> TEXT BLOCK

....................

In the columns field, each associated value in the array is a JSON object.

name: This is the name of the field. This is important not just for documentation but for use in the output specification as well.
type: one of { boolean, double, enum, float, int, long, string }
optional: a Boolean value. true if the column’s value might NOT appear in the input data. The default when not provided is false.
vectorized: a Boolean value. true if the column’s contains zero or more values. In case this is set to true, the ifs value is used to split the values in the column into a vector of values. When vectorized is not provided, its default value is false.

Protocol Buffer input, Vowpal Wabbit output

This example will show off a bunch of features not covered in the CSV Input, Transformed CSV output example. We’ll see how to used Protocol Buffer input data and output to a different output type, namely Vowpal Wabbit. We’ll also see how to specify an input and output file, rather relying on STDIN and STDOUT.

Let’s start by looking at the fields in the data that we’ll be working with in this example. To do so, just cat the User.proto file:

Input

cat aloha-core/src/test/proto/User.proto

Output

package com.eharmony.aloha.test.proto;

option java_outer_classname="Testing";

enum GenderProto {
    MALE   = 1;
    FEMALE = 2;
}

message PhotoProto {
    required int64  id = 1;
    optional int32 height = 2;
    optional double aspect_ratio = 3;
}

message UserProto {
    required int64 id = 1;
    optional string name = 2;
    optional GenderProto gender = 3;
    optional float bmi = 4;
    repeated PhotoProto photos = 5;
}

Now let’s create some data and then process it.

Input

Create temporary input and output files:

INFILE=$(mktemp -t example_input)
OUTFILE=$(mktemp -t example_output)

Fill the input file with base64-encoded UserProto data. This is the data that will be provided to the data scientist for analysis. Aloha is used to decode and transform with serialized data.

....................

> DATA EXCERPTS

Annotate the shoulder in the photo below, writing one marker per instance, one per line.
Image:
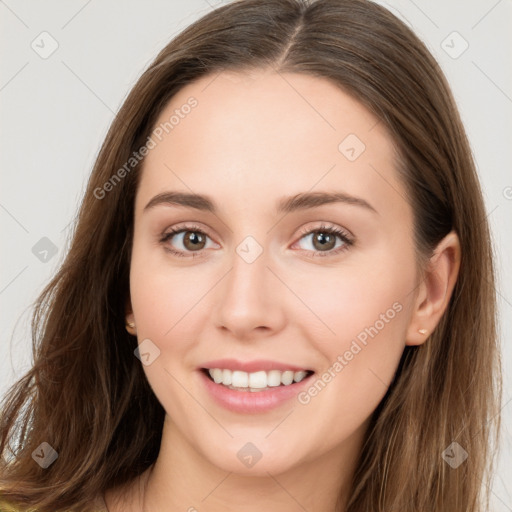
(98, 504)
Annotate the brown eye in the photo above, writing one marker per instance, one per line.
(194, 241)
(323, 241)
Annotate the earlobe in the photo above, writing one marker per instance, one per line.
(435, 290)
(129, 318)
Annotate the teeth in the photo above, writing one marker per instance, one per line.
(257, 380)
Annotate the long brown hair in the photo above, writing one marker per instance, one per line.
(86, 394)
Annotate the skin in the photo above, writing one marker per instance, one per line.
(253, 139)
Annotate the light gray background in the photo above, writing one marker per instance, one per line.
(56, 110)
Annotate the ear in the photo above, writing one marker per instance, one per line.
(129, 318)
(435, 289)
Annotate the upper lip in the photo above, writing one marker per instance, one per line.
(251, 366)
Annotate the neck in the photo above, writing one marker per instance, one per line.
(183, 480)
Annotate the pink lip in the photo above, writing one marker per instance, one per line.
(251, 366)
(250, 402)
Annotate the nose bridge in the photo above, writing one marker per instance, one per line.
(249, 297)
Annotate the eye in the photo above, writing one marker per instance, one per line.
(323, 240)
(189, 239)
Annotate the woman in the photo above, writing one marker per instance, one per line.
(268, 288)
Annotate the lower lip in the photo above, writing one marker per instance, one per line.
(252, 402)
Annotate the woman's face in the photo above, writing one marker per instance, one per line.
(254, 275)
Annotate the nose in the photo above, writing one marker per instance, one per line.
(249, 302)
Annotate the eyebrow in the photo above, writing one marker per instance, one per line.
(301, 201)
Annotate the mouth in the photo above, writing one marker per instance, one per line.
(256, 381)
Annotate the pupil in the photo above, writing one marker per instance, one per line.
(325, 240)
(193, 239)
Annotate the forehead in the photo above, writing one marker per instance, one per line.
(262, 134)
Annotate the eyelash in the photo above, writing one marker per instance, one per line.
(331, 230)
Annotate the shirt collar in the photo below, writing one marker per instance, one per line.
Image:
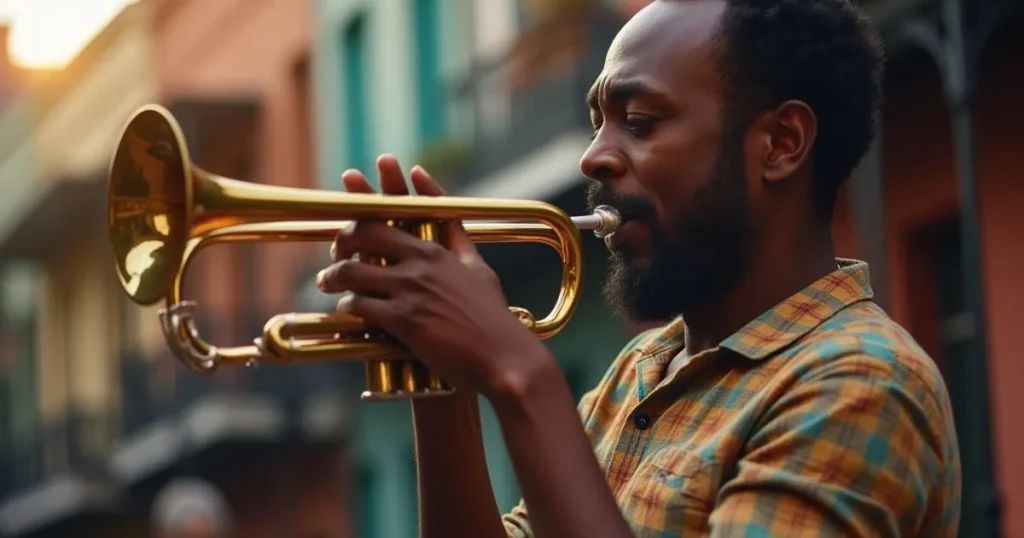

....................

> PROBLEM TO WORK ON
In the documentation excerpt, which output type does the Protocol Buffer input example produce?

> CORRECT ANSWER
Vowpal Wabbit